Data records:
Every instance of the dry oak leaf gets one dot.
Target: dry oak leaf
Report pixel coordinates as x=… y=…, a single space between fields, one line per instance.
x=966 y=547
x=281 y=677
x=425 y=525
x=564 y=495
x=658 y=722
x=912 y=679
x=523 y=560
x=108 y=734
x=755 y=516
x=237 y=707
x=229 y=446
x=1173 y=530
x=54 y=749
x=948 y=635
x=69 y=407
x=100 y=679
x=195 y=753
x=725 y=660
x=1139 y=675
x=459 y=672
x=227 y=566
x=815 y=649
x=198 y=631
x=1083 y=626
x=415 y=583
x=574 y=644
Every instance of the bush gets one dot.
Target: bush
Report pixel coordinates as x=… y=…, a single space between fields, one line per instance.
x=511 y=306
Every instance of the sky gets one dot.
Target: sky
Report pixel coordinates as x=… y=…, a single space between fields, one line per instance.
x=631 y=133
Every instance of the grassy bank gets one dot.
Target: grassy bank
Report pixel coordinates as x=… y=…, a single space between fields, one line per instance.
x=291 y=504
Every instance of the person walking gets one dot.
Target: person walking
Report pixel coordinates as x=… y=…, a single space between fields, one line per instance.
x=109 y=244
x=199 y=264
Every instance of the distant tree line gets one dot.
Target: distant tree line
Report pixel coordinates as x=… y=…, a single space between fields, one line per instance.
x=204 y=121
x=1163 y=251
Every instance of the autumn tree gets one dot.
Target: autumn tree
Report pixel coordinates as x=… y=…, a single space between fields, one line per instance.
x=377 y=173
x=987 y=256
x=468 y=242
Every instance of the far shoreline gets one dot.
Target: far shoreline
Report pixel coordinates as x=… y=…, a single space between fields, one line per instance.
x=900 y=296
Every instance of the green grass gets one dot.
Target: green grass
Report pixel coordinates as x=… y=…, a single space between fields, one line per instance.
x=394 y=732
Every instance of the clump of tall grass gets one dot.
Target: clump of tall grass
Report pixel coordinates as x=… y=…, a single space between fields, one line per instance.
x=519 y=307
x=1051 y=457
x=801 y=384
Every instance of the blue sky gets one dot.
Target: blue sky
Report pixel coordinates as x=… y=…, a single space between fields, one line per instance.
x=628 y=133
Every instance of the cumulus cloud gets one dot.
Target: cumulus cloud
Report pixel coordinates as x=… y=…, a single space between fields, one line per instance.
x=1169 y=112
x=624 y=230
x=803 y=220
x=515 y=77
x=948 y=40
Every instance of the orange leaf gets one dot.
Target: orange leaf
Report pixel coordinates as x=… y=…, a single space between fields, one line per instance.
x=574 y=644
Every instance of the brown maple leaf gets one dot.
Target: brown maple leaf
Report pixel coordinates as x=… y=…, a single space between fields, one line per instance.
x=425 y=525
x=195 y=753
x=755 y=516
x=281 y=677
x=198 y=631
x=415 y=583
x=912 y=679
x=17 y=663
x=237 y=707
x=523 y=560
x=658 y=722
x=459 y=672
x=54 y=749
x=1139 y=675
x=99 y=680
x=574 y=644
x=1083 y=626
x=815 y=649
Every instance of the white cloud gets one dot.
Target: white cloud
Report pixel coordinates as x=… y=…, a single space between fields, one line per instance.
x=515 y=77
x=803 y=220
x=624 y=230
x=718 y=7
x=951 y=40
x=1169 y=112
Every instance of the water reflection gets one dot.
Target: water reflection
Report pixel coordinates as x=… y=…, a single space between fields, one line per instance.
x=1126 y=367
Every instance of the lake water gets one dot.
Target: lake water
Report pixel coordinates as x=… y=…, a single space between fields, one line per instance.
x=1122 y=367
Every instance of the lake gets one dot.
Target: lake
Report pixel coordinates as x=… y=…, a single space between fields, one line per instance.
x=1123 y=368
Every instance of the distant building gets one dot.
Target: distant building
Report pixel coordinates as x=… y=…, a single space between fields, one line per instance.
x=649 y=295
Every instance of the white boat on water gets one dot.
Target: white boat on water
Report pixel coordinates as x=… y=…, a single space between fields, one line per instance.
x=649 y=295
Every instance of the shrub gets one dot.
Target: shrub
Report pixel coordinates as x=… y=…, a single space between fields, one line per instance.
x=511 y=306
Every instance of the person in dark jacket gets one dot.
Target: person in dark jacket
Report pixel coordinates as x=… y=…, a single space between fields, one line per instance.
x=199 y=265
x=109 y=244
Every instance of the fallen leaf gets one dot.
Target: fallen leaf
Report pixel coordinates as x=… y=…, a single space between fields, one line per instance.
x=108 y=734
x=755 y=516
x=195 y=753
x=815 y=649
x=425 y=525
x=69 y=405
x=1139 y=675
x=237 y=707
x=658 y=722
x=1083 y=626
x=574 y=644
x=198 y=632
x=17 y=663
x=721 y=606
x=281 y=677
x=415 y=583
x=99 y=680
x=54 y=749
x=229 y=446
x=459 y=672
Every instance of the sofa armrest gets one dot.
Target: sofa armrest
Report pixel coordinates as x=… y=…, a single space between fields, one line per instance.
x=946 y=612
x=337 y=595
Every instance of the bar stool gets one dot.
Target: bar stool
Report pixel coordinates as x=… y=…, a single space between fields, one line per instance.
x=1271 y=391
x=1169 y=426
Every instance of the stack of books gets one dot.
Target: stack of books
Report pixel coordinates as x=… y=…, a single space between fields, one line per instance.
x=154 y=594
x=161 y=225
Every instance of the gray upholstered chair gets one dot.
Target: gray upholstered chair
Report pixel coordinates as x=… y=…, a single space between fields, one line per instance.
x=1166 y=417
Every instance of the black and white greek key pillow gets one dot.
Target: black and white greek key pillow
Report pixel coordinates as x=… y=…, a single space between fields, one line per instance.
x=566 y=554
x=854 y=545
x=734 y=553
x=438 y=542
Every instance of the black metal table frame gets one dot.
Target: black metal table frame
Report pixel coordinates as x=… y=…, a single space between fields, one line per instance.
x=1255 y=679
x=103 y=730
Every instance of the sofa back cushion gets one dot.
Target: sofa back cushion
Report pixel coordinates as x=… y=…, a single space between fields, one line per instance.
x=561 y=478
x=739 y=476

Work request: Read the entries above and find each line holding the word "metal". Copy it out.

Solution:
Every instance of the black metal table frame gets one dot.
Target: black metal table frame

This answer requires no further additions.